>> Start

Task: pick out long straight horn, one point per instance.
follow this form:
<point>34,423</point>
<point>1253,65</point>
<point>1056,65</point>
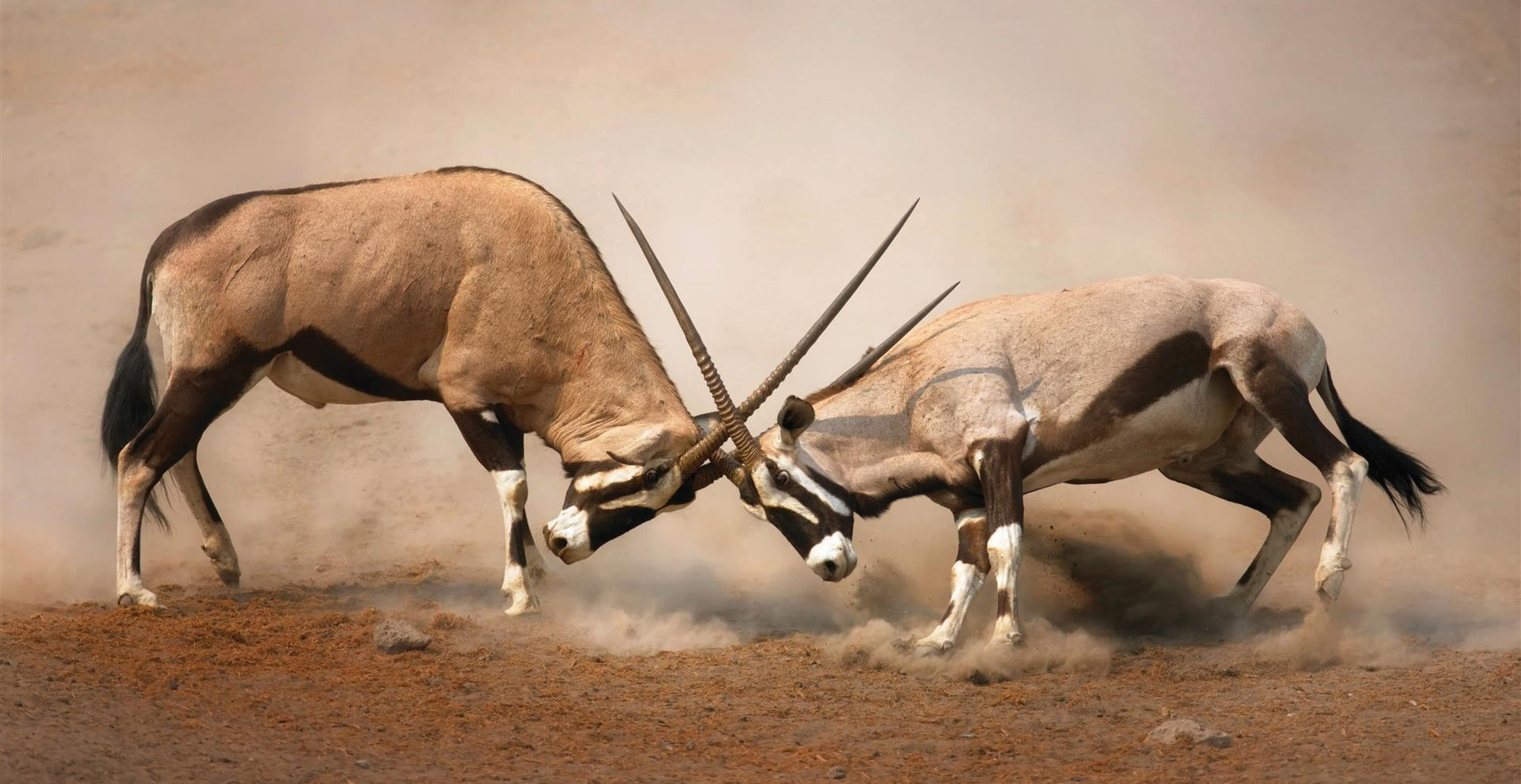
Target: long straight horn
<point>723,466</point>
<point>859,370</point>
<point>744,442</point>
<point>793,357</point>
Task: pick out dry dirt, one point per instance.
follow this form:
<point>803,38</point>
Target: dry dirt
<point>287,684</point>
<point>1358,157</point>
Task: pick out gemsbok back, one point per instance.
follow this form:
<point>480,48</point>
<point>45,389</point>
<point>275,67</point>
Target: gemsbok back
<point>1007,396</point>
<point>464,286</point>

>> End
>> Start

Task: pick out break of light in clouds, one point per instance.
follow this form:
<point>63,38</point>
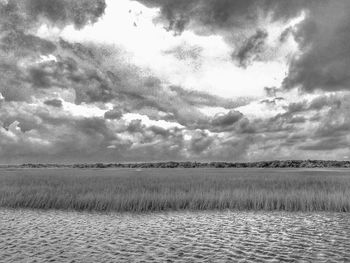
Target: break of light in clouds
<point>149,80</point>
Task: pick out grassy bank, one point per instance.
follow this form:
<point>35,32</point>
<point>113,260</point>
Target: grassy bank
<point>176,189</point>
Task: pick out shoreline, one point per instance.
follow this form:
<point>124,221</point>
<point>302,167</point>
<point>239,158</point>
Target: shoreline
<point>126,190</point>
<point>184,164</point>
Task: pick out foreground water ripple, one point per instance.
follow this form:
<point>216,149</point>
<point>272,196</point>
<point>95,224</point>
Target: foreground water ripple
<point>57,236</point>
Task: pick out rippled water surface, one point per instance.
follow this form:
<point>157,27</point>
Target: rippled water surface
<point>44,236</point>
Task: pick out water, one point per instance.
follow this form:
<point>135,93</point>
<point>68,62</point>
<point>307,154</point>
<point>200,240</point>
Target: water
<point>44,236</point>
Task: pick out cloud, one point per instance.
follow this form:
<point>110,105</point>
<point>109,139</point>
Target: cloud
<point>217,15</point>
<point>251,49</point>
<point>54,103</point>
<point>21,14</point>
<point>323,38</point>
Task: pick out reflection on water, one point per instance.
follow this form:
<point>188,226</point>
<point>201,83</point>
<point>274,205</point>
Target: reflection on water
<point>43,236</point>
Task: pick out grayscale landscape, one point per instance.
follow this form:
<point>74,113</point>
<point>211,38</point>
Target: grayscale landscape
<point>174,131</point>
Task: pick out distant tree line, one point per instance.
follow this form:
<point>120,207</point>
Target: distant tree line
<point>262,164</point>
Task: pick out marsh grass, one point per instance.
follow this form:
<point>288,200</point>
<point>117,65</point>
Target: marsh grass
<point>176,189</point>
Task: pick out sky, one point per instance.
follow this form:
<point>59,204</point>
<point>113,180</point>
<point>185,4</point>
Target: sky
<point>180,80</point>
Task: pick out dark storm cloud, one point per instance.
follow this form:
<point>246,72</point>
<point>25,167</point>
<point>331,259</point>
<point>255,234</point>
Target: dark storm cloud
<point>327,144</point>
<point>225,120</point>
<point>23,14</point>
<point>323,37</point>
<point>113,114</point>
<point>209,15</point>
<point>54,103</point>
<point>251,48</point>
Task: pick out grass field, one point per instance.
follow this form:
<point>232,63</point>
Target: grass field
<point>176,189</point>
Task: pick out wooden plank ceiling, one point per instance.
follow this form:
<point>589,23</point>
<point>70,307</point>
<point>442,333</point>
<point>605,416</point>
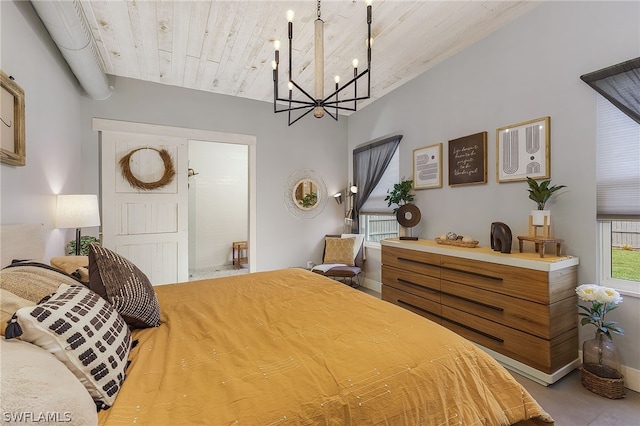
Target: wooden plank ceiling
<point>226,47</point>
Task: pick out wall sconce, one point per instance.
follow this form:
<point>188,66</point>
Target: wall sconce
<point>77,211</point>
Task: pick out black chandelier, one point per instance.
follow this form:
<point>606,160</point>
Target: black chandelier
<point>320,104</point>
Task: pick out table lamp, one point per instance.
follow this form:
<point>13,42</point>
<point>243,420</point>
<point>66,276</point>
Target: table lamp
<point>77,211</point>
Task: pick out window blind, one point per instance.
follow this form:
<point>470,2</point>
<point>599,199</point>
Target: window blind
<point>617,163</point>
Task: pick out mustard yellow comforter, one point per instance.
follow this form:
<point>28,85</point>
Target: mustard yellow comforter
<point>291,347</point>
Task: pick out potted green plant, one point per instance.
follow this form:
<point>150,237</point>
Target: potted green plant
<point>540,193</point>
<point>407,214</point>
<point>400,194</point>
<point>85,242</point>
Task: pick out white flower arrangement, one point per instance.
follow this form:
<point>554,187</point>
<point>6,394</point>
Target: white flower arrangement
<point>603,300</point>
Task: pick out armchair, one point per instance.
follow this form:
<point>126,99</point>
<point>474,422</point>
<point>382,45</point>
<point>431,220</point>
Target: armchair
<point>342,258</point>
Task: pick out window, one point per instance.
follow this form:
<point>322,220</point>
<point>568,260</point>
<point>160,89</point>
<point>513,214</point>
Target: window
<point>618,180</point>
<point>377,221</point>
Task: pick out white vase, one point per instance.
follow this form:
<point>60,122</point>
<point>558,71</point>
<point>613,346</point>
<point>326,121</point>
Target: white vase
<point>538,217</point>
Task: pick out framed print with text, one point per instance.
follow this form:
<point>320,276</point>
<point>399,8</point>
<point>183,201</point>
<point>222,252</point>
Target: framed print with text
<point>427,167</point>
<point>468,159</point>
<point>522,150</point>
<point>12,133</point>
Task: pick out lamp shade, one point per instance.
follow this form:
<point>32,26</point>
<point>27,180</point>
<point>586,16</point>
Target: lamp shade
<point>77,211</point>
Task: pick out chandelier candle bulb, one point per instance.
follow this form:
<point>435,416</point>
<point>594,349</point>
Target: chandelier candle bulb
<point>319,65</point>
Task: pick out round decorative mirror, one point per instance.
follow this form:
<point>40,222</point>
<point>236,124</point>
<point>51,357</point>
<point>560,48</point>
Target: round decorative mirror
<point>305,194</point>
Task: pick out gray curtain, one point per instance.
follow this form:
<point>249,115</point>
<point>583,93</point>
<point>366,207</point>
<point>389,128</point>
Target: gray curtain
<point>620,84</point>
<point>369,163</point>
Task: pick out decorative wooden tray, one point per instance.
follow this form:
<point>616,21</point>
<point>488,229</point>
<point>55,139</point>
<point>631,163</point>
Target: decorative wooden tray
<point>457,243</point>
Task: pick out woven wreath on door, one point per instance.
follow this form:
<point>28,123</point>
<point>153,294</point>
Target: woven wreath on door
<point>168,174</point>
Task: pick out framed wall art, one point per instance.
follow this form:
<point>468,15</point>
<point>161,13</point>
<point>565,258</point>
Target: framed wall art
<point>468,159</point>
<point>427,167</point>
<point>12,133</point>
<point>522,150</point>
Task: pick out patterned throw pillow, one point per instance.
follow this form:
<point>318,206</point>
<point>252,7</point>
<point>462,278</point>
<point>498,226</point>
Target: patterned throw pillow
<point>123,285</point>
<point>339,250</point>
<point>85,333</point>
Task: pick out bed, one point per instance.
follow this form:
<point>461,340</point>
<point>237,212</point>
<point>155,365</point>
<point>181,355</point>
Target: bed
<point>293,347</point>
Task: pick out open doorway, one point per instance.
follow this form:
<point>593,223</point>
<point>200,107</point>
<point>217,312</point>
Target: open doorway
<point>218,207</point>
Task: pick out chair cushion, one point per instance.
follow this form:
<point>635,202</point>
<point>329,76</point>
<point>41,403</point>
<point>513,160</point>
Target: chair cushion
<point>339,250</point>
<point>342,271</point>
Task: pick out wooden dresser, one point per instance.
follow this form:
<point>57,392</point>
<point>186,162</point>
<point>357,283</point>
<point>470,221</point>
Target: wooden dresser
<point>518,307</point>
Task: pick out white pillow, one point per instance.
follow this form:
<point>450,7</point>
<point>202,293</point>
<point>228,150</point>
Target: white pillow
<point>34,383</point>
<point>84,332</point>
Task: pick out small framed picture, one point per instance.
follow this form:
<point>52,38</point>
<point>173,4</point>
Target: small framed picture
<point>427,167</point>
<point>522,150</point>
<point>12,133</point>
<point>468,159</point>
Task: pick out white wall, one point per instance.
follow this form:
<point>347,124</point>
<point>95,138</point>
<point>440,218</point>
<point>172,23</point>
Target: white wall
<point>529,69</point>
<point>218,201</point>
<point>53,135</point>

>> End

» **Problem description**
Rewrite the material from the line containing "Task: pick out open" through the line containing "<point>218,207</point>", replacing "doorway" with "entryway" and leaving everything else unchanged.

» **Solution to this problem**
Task: pick out open entryway, one point per instance.
follow this form:
<point>593,223</point>
<point>200,107</point>
<point>217,312</point>
Target: open entryway
<point>218,207</point>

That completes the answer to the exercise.